--- start ---

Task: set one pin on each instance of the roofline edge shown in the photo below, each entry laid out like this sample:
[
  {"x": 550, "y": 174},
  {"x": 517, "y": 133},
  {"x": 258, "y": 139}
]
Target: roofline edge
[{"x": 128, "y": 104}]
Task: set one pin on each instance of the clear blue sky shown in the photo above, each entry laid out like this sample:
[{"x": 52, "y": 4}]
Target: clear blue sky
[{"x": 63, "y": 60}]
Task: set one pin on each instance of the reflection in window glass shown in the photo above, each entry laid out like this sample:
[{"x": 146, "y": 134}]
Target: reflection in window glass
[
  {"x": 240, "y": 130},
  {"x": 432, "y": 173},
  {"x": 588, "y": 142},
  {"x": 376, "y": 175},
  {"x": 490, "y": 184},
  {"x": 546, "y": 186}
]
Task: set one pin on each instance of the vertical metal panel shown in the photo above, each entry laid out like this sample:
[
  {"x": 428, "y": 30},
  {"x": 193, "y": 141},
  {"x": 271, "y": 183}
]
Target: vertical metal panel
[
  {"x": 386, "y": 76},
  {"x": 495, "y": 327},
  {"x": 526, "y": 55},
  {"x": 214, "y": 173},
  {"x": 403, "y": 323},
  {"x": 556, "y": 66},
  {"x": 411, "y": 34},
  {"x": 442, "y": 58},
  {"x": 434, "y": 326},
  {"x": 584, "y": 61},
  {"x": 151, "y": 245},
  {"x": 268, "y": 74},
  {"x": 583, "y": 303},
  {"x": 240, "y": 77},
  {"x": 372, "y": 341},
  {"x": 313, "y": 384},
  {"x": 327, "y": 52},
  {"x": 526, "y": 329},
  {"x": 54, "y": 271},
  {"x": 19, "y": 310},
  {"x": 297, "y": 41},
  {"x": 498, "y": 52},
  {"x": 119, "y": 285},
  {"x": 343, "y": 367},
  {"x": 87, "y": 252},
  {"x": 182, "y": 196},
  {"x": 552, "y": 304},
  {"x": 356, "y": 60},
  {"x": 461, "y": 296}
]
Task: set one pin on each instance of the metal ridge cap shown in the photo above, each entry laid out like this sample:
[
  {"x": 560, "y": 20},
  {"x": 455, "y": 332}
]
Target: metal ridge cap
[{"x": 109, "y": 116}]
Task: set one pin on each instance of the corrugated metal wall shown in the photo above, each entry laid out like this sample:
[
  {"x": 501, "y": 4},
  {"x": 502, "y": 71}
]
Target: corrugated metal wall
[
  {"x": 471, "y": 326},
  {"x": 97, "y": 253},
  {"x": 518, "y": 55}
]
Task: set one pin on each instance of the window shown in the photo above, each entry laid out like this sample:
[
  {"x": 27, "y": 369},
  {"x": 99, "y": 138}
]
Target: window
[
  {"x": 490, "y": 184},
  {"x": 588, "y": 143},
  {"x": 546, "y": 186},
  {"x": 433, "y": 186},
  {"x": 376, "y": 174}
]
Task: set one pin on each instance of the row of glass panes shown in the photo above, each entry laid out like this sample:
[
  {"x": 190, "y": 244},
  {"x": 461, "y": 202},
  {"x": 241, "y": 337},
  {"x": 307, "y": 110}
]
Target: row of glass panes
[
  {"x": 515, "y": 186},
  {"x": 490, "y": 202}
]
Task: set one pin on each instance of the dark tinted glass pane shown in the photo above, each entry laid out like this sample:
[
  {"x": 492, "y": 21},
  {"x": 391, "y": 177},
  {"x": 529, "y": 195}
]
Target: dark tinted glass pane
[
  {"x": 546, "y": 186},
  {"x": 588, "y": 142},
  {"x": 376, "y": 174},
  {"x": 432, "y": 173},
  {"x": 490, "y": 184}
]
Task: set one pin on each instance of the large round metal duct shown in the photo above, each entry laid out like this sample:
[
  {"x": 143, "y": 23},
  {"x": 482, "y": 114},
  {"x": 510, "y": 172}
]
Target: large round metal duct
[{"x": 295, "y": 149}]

--- end ---

▶ _EXERCISE INSTRUCTIONS_
Output all of the data above without any alteration.

▶ _THE RESULT_
Task: set one pin on each instance of the roofline edge shown in the photo below, each entry laid out like this sample:
[
  {"x": 550, "y": 174},
  {"x": 517, "y": 133},
  {"x": 258, "y": 139}
]
Target: roofline edge
[{"x": 128, "y": 104}]
Task: set one pin on each instance of the clear blue sky shown in the photo above, each entry laid out like this sample:
[{"x": 52, "y": 4}]
Target: clear blue sky
[{"x": 63, "y": 60}]
Task: set one pin on each instance of the reflection in window glass shown in the photo above, each entry laid out like this sample:
[{"x": 146, "y": 134}]
Target: reflection in window glass
[
  {"x": 240, "y": 130},
  {"x": 432, "y": 173},
  {"x": 588, "y": 142},
  {"x": 376, "y": 175},
  {"x": 490, "y": 184},
  {"x": 546, "y": 186}
]
Task: set one pin on each instance of the vertical metal panel shown in the photo above, each entry laid out like this sample:
[
  {"x": 428, "y": 30},
  {"x": 193, "y": 141},
  {"x": 271, "y": 183}
]
Target: vertical metal panel
[
  {"x": 386, "y": 76},
  {"x": 495, "y": 327},
  {"x": 526, "y": 55},
  {"x": 214, "y": 173},
  {"x": 403, "y": 323},
  {"x": 556, "y": 66},
  {"x": 411, "y": 34},
  {"x": 442, "y": 58},
  {"x": 434, "y": 326},
  {"x": 584, "y": 61},
  {"x": 151, "y": 245},
  {"x": 268, "y": 74},
  {"x": 583, "y": 303},
  {"x": 240, "y": 77},
  {"x": 372, "y": 341},
  {"x": 313, "y": 384},
  {"x": 327, "y": 52},
  {"x": 526, "y": 329},
  {"x": 54, "y": 271},
  {"x": 19, "y": 310},
  {"x": 297, "y": 41},
  {"x": 498, "y": 52},
  {"x": 119, "y": 285},
  {"x": 343, "y": 367},
  {"x": 87, "y": 252},
  {"x": 182, "y": 196},
  {"x": 552, "y": 304},
  {"x": 356, "y": 60},
  {"x": 461, "y": 296}
]
Task: set one pin on each instance of the metal ridge cap shown in the photo above, each entry laid out like this sample:
[
  {"x": 560, "y": 20},
  {"x": 455, "y": 332}
]
Target: metal ridge cap
[{"x": 109, "y": 116}]
Task: set one pin on each instance of the corrugated metal wall shown in the photo above, each entry laid out like this sample:
[
  {"x": 501, "y": 4},
  {"x": 502, "y": 71}
]
Target: corrugated metal wall
[
  {"x": 471, "y": 326},
  {"x": 97, "y": 253},
  {"x": 518, "y": 55}
]
Task: set one pin on each instance of the window shown in the photo above, each entry laid out like this sample:
[
  {"x": 27, "y": 369},
  {"x": 99, "y": 138}
]
Target: window
[
  {"x": 490, "y": 184},
  {"x": 588, "y": 143},
  {"x": 546, "y": 186},
  {"x": 433, "y": 186},
  {"x": 376, "y": 174}
]
Task: set one pin on each instance of the row of glass panes shown in the photo above, each entry laid out like this sample:
[
  {"x": 190, "y": 244},
  {"x": 461, "y": 202},
  {"x": 241, "y": 337},
  {"x": 307, "y": 110}
]
Target: row of glass panes
[
  {"x": 515, "y": 186},
  {"x": 490, "y": 202}
]
Task: set one pin on each instance of the dark tinted glass pane shown in the photo above, each entry laid out like this sample:
[
  {"x": 492, "y": 21},
  {"x": 391, "y": 177},
  {"x": 529, "y": 195}
]
Target: dark tinted glass pane
[
  {"x": 546, "y": 186},
  {"x": 588, "y": 142},
  {"x": 376, "y": 174},
  {"x": 432, "y": 173},
  {"x": 490, "y": 184}
]
Task: set one pin on each instance of the large round metal duct shown in the photo above, each entry laid out like this sample:
[
  {"x": 143, "y": 23},
  {"x": 482, "y": 114},
  {"x": 510, "y": 172}
]
Target: large round metal duct
[{"x": 295, "y": 149}]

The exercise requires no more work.